* Work required
An exact copy of the records below is required, and it must contain no pictures.

* Records for processing
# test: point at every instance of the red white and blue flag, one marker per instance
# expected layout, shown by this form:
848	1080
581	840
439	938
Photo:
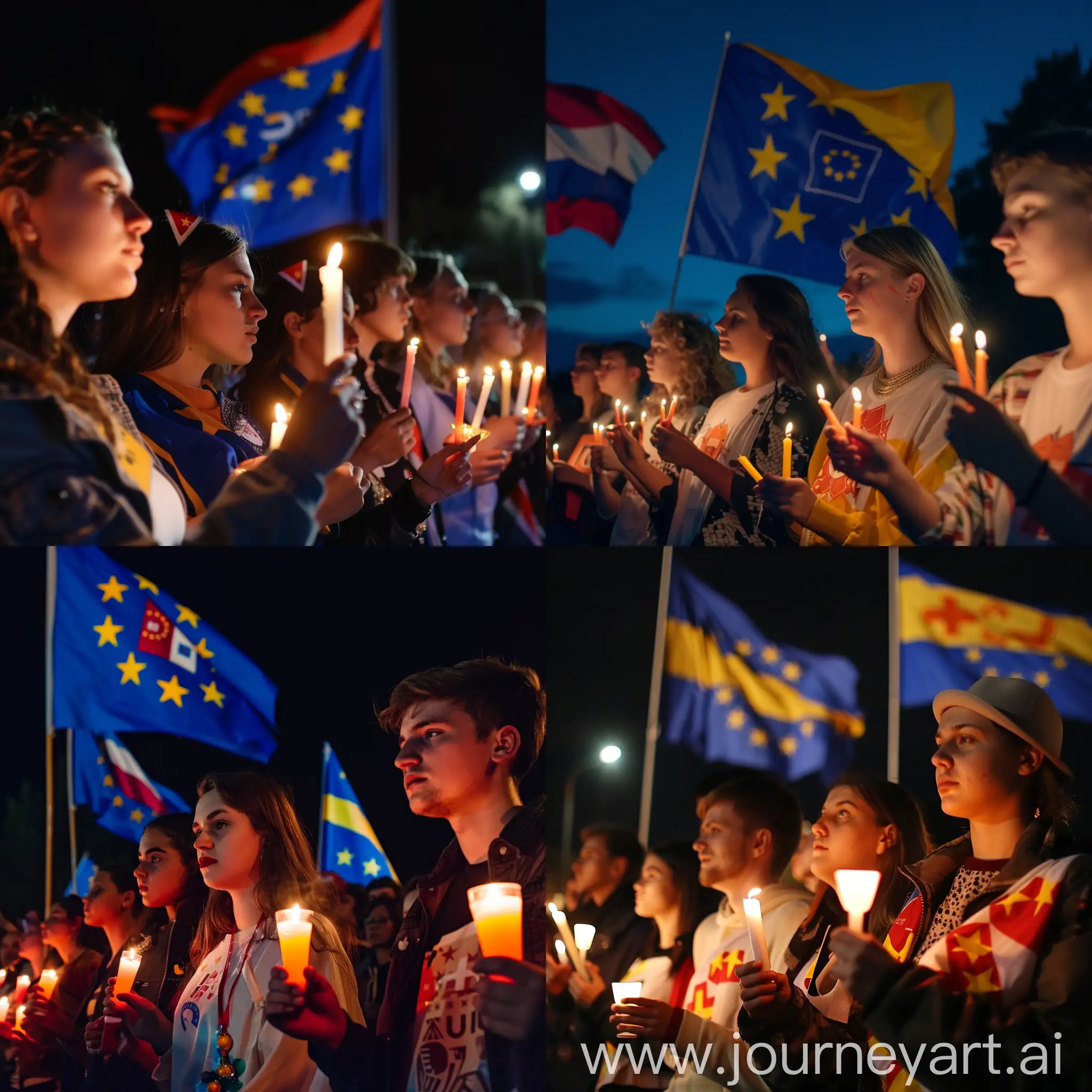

* Output of the task
# test: point at every instance of the red white and blue flag, one marker per instance
# expected layout, shown by this form:
848	1080
581	840
439	938
Photo:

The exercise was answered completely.